** Start **

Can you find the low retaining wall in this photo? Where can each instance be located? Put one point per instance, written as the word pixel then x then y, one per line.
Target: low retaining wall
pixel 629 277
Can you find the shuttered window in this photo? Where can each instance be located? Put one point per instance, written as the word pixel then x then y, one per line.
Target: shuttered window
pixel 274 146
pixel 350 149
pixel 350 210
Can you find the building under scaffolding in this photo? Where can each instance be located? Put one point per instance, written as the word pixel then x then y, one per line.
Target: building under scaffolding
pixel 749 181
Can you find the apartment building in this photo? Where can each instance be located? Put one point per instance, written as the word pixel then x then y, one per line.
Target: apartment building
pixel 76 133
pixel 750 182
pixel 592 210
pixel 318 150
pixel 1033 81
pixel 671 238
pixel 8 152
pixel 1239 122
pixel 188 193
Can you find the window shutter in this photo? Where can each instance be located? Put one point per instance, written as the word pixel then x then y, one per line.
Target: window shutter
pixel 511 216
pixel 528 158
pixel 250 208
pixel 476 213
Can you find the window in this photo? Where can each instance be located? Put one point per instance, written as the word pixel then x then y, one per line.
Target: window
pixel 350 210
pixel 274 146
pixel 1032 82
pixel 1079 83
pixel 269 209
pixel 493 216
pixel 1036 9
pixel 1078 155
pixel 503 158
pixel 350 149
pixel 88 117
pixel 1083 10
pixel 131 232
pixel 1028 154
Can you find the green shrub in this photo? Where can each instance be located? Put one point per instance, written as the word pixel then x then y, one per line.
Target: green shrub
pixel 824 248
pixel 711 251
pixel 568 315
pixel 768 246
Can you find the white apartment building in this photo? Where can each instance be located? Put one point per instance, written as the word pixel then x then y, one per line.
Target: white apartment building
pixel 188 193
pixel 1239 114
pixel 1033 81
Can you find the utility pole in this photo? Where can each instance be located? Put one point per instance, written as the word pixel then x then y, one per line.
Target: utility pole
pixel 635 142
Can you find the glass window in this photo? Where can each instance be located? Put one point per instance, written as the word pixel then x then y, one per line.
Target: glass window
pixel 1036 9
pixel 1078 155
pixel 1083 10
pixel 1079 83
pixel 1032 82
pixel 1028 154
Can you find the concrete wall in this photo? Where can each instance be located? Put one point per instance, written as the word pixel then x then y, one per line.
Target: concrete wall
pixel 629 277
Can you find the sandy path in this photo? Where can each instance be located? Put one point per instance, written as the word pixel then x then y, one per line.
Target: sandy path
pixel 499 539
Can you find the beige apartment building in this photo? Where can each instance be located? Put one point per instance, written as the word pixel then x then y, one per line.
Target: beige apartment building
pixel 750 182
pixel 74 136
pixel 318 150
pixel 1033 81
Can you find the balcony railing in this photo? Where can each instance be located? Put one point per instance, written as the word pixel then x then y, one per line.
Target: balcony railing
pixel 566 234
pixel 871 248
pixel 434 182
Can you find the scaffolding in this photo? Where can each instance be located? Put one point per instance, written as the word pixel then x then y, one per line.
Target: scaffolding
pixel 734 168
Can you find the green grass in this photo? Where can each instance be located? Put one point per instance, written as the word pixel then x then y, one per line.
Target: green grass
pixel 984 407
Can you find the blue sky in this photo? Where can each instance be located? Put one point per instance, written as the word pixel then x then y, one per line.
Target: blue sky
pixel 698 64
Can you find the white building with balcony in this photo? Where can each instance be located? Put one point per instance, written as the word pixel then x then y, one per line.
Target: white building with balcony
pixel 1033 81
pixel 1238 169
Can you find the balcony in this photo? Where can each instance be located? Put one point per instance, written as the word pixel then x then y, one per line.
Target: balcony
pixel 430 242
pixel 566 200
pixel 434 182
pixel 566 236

** End **

◆ THE EXERCISE
Copy, character for character, the lines from the line that holds "Can you find the scaffolding" through the final line of the records above.

◆ RESPONSE BELOW
Can you find the scaffolding in this photo? Where can each instance be located? Put one point per instance, written as the word pixel then x then y, one per line.
Target: scaffolding
pixel 734 168
Can you find the green grass in this photo? Where can each instance be located? Put one point per instance, written as the word pixel then x then y, one per line.
Target: green grass
pixel 984 407
Can you find the blue sky in this photo? Where can each instance be located? Put one point per instance, written as the word pixel then x then y, one per line.
Target: blue sky
pixel 698 64
Can you find the white building with balcony in this photo? Where can each instance be located? Put one point per instance, written as the word pixel then x then y, one per line.
Target: white building with balcony
pixel 1033 81
pixel 1238 169
Can you find the balcony in this photo? Where can each instance be located? Put one point per instance, written as the word pixel then x then y, one per line.
Target: balcony
pixel 430 242
pixel 566 200
pixel 434 182
pixel 566 236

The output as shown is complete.